[Opening SUPPLIED DATA section]

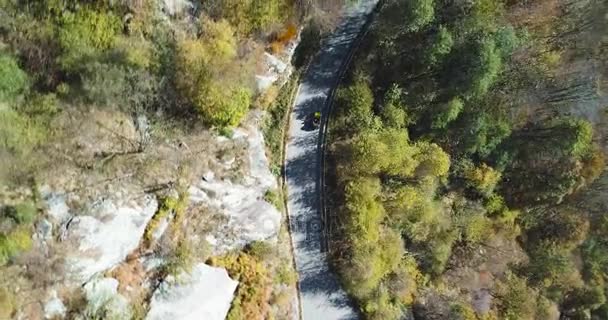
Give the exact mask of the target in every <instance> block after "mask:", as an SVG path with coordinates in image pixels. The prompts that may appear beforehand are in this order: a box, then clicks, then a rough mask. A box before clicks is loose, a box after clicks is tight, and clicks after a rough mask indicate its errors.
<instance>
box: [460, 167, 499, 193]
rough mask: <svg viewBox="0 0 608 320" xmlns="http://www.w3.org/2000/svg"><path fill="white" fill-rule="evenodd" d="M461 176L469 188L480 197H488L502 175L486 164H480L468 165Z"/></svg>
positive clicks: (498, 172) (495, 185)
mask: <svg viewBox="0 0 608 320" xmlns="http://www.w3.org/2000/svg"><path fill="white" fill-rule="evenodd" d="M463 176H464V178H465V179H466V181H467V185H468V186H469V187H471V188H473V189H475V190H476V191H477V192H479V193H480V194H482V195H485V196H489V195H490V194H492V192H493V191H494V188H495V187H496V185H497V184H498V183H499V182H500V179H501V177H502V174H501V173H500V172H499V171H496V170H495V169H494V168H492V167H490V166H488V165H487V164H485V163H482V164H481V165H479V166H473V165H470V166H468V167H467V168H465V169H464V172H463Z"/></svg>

[Closing SUPPLIED DATA section]
[Opening SUPPLIED DATA section]

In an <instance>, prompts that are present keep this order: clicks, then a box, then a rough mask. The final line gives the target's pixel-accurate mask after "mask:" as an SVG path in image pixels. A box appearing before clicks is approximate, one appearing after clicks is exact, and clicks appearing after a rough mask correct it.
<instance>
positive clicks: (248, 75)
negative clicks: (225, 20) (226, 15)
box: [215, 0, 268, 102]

[Closing SUPPLIED DATA section]
[Opening SUPPLIED DATA section]

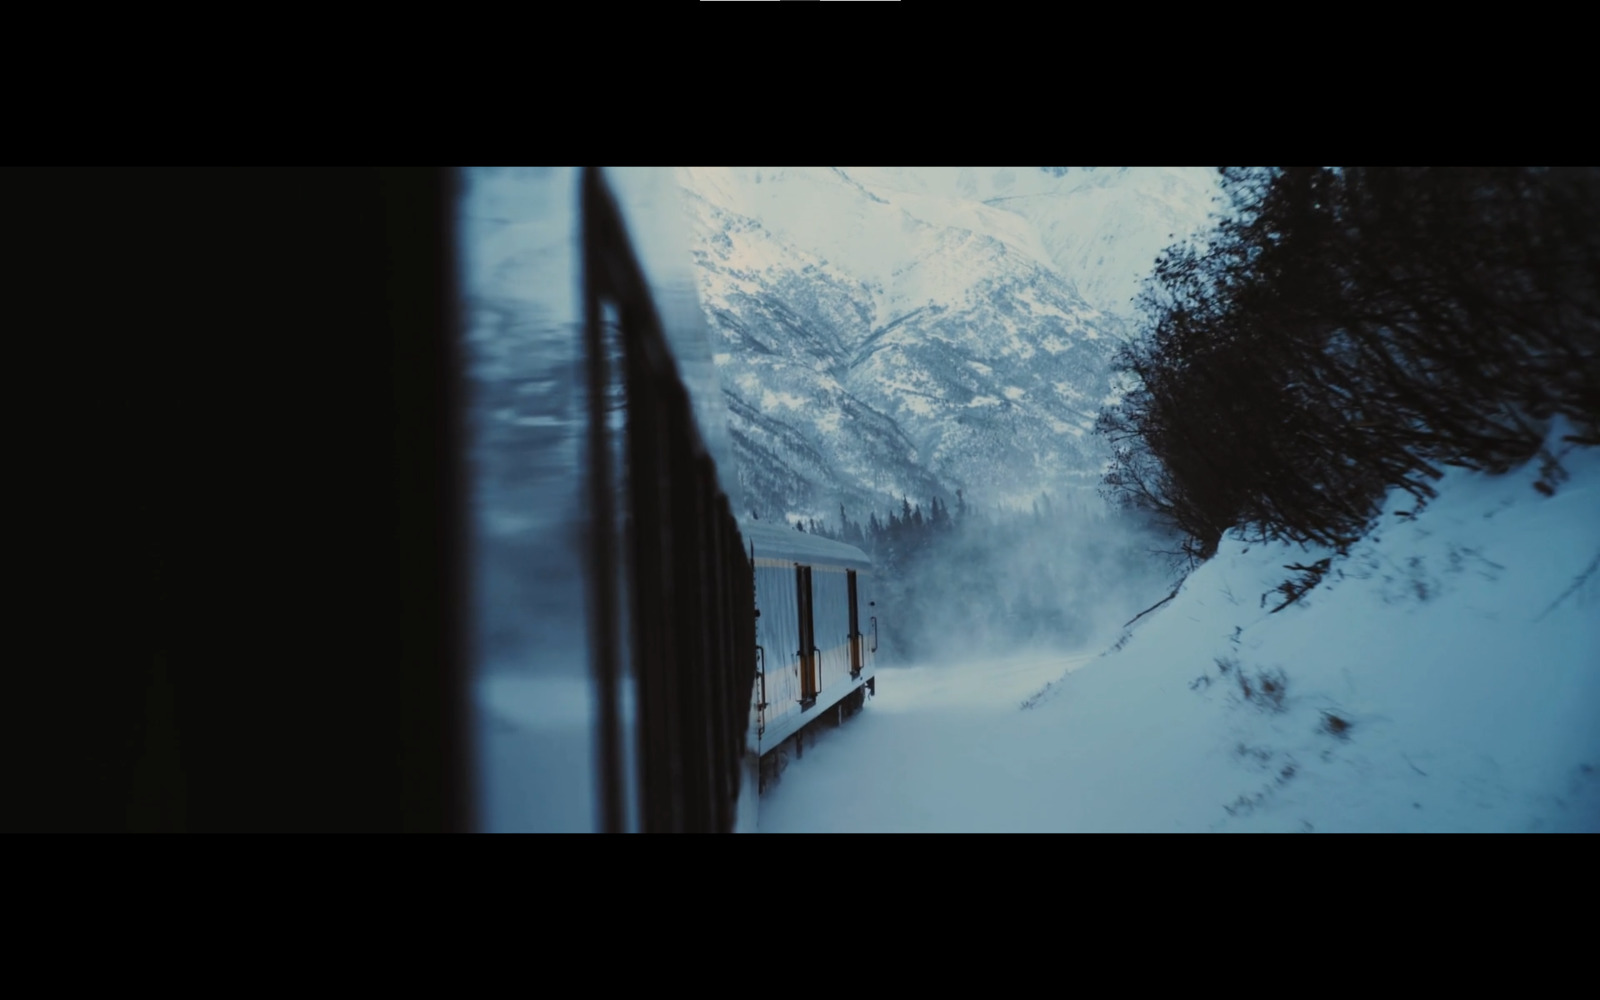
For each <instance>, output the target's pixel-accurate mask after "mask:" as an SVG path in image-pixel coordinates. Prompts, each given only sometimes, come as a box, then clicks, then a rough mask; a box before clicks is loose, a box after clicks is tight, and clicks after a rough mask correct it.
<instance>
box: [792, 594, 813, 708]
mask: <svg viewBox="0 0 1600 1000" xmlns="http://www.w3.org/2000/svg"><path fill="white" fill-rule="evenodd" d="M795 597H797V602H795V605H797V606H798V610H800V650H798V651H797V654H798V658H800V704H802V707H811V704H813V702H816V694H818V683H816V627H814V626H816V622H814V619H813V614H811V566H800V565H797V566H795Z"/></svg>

[Closing SUPPLIED DATA section]

Quote the stretch of lines from the one containing "For each <instance>, output" through the one containing "box: [792, 594, 813, 708]", both ends included, reproducing each line character for character and nothing else.

» FINAL ANSWER
For each <instance>, output the target's pixel-accurate mask after "mask:" as an SVG path in image-pixel coordinates. Prompts, each given only sometimes, come as a box, then clicks, then a rough mask; a box before clicks is loose, a box after clicks is tight, and clicks after a rough mask correct it.
<instance>
box: [792, 594, 813, 708]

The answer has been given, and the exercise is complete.